-- start of Working data --

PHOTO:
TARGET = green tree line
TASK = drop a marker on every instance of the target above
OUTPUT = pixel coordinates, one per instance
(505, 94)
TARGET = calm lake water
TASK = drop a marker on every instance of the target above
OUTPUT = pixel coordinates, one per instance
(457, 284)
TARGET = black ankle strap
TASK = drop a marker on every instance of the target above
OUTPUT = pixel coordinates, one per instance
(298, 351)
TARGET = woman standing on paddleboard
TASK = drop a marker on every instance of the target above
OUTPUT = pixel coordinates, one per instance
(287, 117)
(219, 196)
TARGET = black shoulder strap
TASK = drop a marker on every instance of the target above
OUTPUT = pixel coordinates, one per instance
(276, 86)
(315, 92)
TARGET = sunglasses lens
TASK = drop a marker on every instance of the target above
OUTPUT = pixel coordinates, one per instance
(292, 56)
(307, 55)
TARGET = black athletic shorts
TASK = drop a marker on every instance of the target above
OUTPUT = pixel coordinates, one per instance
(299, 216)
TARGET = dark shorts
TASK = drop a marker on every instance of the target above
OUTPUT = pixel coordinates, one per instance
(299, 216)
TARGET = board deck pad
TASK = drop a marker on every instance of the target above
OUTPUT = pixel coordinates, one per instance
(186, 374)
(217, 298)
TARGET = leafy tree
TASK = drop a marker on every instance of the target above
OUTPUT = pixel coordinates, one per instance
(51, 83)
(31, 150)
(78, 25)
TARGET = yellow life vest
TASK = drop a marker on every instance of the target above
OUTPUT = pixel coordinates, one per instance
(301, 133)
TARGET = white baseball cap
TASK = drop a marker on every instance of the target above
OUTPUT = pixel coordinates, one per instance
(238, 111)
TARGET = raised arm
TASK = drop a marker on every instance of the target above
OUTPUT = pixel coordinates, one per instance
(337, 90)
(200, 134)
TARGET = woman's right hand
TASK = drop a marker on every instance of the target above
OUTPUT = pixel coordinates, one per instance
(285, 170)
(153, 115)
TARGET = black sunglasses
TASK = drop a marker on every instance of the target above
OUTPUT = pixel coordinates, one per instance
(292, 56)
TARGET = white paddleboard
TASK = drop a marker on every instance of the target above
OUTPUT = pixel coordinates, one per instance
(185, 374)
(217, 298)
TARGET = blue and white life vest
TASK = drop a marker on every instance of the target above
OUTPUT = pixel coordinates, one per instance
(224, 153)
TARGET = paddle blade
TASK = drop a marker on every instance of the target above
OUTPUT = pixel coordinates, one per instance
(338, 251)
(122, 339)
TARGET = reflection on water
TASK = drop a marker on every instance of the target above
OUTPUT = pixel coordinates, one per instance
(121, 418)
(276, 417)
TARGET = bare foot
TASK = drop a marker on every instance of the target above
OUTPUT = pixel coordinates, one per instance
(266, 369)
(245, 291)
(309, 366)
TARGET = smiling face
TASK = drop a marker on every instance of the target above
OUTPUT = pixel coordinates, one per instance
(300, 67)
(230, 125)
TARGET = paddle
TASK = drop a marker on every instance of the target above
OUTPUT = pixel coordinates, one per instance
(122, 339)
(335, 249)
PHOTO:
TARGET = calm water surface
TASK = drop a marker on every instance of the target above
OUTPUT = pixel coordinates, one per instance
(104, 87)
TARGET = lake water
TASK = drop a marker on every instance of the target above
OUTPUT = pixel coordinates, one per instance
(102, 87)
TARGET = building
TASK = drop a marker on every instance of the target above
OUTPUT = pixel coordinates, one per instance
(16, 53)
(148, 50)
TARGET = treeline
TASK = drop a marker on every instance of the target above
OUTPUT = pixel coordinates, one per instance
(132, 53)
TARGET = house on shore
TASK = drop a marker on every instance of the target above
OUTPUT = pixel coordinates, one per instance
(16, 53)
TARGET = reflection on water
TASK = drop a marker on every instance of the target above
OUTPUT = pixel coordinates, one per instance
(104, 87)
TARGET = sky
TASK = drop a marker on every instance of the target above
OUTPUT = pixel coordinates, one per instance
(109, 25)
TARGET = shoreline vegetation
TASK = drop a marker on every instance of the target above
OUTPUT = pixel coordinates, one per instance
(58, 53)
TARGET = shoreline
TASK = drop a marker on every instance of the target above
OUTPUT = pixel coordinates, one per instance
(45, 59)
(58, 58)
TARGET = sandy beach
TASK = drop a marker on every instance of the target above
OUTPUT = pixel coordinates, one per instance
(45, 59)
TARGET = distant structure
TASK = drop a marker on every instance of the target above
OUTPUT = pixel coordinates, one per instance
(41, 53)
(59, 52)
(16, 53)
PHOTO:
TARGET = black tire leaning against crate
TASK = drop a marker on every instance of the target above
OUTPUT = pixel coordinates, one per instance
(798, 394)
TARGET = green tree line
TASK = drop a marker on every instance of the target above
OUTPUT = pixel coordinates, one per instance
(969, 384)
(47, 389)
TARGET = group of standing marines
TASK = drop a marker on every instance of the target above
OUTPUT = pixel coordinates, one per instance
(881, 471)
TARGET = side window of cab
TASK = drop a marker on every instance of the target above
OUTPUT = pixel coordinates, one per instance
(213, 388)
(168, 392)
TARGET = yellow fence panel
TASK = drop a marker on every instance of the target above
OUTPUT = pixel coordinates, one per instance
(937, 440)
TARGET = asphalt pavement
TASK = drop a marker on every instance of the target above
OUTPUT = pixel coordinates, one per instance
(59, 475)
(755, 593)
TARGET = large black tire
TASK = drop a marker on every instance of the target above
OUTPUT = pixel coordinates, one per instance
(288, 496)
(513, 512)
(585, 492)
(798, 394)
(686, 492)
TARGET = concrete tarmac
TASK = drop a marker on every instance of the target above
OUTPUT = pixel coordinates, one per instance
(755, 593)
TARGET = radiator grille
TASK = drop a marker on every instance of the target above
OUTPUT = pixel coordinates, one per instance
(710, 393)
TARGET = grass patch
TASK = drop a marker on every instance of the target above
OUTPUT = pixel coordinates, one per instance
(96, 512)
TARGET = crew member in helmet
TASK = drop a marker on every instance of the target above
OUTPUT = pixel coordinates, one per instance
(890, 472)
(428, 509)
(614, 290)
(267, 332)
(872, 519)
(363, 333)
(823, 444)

-- end of Working data --

What you should do:
Quote the entire listing above exactly.

Written answer:
PHOTO:
TARGET = green tree line
TASK = drop a marker on every instance of the target above
OUTPUT = pixel coordinates, one per instance
(505, 94)
TARGET = calm lake water
TASK = drop a marker on every instance of the target above
OUTPUT = pixel coordinates, one per instance
(457, 284)
TARGET = black ankle strap
TASK = drop a marker on every instance of the target above
OUTPUT = pixel coordinates, one per instance
(298, 351)
TARGET = woman standing on paddleboard
TASK = drop a marker on every instance of the target above
OUTPUT = pixel coordinates, one per instance
(287, 117)
(219, 196)
TARGET = black shoulder strap
TASK = drop a marker on every instance of the target above
OUTPUT = pixel coordinates, one per instance
(276, 86)
(315, 92)
TARGET = sunglasses lens
TASK = drop a marker on every instance of the target above
OUTPUT = pixel coordinates, one per instance
(292, 56)
(307, 55)
TARGET = black athletic shorts
TASK = drop a marker on every instance of the target above
OUTPUT = pixel coordinates, one per instance
(299, 216)
TARGET = dark shorts
TASK = drop a marker on every instance of the target above
OUTPUT = pixel coordinates, one per instance
(299, 216)
TARGET = board deck pad
TASK = drop a marker on every instance of the target above
OUTPUT = pixel coordinates, one per instance
(186, 374)
(217, 298)
TARGET = leafy tree
TASK = drop a marker on every instance of the target above
OUTPUT = pixel coordinates, one per instance
(51, 83)
(31, 150)
(78, 25)
TARGET = yellow life vest
TASK = drop a marker on every instance of the target above
OUTPUT = pixel coordinates, one per instance
(301, 133)
TARGET = white baseball cap
TASK = drop a marker on every instance of the target above
OUTPUT = pixel coordinates, one per instance
(238, 111)
TARGET = raised arm
TASK = drop a marker on every instance of the target above
OUTPUT = pixel coordinates, one per instance
(337, 90)
(200, 134)
TARGET = woman's right hand
TASK = drop a marker on every instance of the target above
OUTPUT = pixel coordinates, one per instance
(285, 170)
(153, 115)
TARGET = black sunglasses
TASK = drop a marker on every instance of the target above
OUTPUT = pixel coordinates, one per instance
(292, 56)
TARGET = white paddleboard
TASK = drop a marker on every instance of the target above
OUTPUT = pixel coordinates, one per instance
(185, 374)
(217, 298)
TARGET = blue and white life vest
TASK = drop a marker on every instance of the target above
OUTPUT = pixel coordinates, one per instance
(224, 153)
TARGET = paddle blade
TASK = drop a marker on every instance of the target above
OUTPUT = pixel coordinates, one per instance
(338, 251)
(122, 339)
TARGET = reflection on water
TASK = drop a marker on every instance of the target above
OUTPUT = pixel coordinates, one per instance
(121, 418)
(276, 417)
TARGET = bare foot
TASK = drop a marker on every instance of the target above
OUTPUT = pixel coordinates, one per instance
(266, 369)
(245, 291)
(309, 366)
TARGET = smiling face
TASK = drop a marker on every instance of the target above
OUTPUT = pixel coordinates, one per instance
(300, 67)
(230, 125)
TARGET = paddle
TASK = drop a marker on every instance of the target above
OUTPUT = pixel coordinates, one per instance
(122, 339)
(335, 249)
PHOTO:
TARGET = calm water surface
TASK = drop a marker on every instance of the target above
OUTPUT = pixel coordinates, one per instance
(104, 87)
TARGET = lake water
TASK = drop a marker on every instance of the target above
OUTPUT = pixel coordinates, one per instance
(102, 87)
TARGET = building
TASK = drop a marker on every instance of the target above
OUTPUT = pixel coordinates, one per instance
(16, 53)
(148, 50)
TARGET = treeline
TASK = drop a marker on every instance of the target above
OUTPUT = pixel coordinates, one per instance
(132, 53)
TARGET = house on shore
TASK = drop a marker on every instance of the target above
OUTPUT = pixel coordinates, one per instance
(16, 53)
TARGET = reflection on water
TASK = drop a marker on every instance of the target above
OUTPUT = pixel coordinates, one per instance
(104, 87)
TARGET = sky
TASK = drop a marker on every instance of the target above
OUTPUT = pixel coordinates, one per instance
(109, 25)
TARGET = shoreline vegetation
TASK = drop a marker on every instance of the target above
OUTPUT = pixel coordinates, one per instance
(58, 53)
TARGET = shoreline
TASK = drop a marker on every instance of the target above
OUTPUT = pixel coordinates, one per instance
(45, 59)
(58, 58)
TARGET = sandy beach
TASK = drop a marker on every instance of the target above
OUTPUT = pixel coordinates, one per instance
(45, 59)
TARGET = distant structure
TASK = drop a marker on every instance of the target above
OUTPUT = pixel coordinates, one per instance
(41, 53)
(59, 52)
(16, 53)
PHOTO:
TARGET = black tire leaning against crate
TASK = drop a marker on every instance of the target above
OUTPUT = pixel coordinates, one per instance
(798, 394)
TARGET = green tree line
TASK = drop a marker on every instance of the target above
OUTPUT = pixel coordinates, one per instance
(969, 384)
(47, 389)
TARGET = group of standing marines
TASK = drop a marker on every instance of the target above
OUTPUT = pixel coordinates, one per instance
(881, 471)
TARGET = side window of cab
TASK = drop a marker on every instance of the target above
OUTPUT = pixel coordinates, one per instance
(213, 388)
(168, 392)
TARGET = yellow fence panel
TASK = drop a marker on every instance of the target above
OUTPUT = pixel coordinates, one per instance
(937, 440)
TARGET = asphalt pavement
TASK = drop a marker on every instance of the target above
OUTPUT = pixel coordinates, one per instance
(59, 475)
(755, 593)
TARGET = large black tire
TASK = drop a marker on every instance of the target above
OUTPUT = pixel coordinates, one per instance
(288, 496)
(513, 512)
(585, 492)
(798, 394)
(686, 492)
TARGET = concrete tarmac
TASK = drop a marker on every instance of the target above
OUTPUT = pixel coordinates, one per instance
(755, 593)
TARGET = radiator grille
TASK = drop a marker on every instance of the target above
OUTPUT = pixel coordinates, one per instance
(710, 393)
TARGET = grass patch
TASK = drop a marker on every instance of the target above
OUTPUT = pixel coordinates, one per instance
(96, 512)
TARGET = crew member in helmet
TASK = drop a marker on every instance of the target above
OUTPUT = pixel coordinates, one per instance
(890, 472)
(428, 509)
(614, 290)
(267, 332)
(872, 519)
(363, 333)
(823, 444)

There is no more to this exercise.